### Document section
The Diocesan Museum of the Cathedral of Salerno, important point of reference for the knowledge of the history and culture of Campania from the Middle Ages to the XVIII century, stays, along with the library and the diocesan archive, in the old ex-archbishop’s seminary, occupied until the Eighties of the last century by the Schola Medica Salernitana.
Inside it, exhibited in various rooms, numerous artworks of remarkable artistic and historical value are stored. Among these, we remember the ivories of Salerno, the roll in miniature of the Exultet, the Wood Cross, some paintings of Caravaggio’s school and several artworks by Andrea Sabatini.
In the first room, we find the collection of ivories of Salerno, the most numerous and complete collection of historiated ivory tablets of the Christian Middle Ages existing in the world: 69 pieces, of whom 37 illustrated with scenes of the Old and New Testament, extremely refined and well sculpted.
In the Museum, a precious Exultet is conserved, dating back to the first half of the XIII century, divided into 11 parchment sheets, which shows the Easter Proclamation.
The roll was unrolled during the liturgy of the Easter wake to announce, through the images to the people, mainly illiterate, the Resurrection. It is believed that the artifact belongs to a scriptorium (writer) from Salerno to whom also the roll stored in the Vatican Apostolic Library has been attributed.
Venturing into the rooms of the Museum, we can admire the Cross, realized in the XI century and covered by two brass foils with hard stones and translucent varnishes attributed to Tondino del Guerrino from Siena. The Cross is known also as Cross of Robert the Guiscard. According to the tradition, the prince of Salerno took it with him during the battles. Among the shown unique pieces, besides the wood Cross, it has to be signaled the silk chasuble worn by Gregory VII.

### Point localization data
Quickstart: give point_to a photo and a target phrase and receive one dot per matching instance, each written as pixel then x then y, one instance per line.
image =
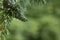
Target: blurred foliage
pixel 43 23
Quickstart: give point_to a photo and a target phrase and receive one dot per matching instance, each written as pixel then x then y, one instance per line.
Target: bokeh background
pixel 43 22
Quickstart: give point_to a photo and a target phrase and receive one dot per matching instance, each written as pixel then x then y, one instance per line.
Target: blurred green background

### Action item
Summarize the museum description above in two sentences.

### Solution
The Diocesan Museum of the Cathedral of Salerno shares the old ex-archbishop's seminary with the library and diocesan archive, and it holds numerous artworks of remarkable artistic and historical value covering the history and culture of Campania from the Middle Ages to the XVIII century. Its treasures include the most numerous and complete collection of historiated Christian medieval ivory tablets in the world, an Exultet roll from the first half of the XIII century showing the Easter Proclamation, and the XI-century wood Cross known as the Cross of Robert the Guiscard.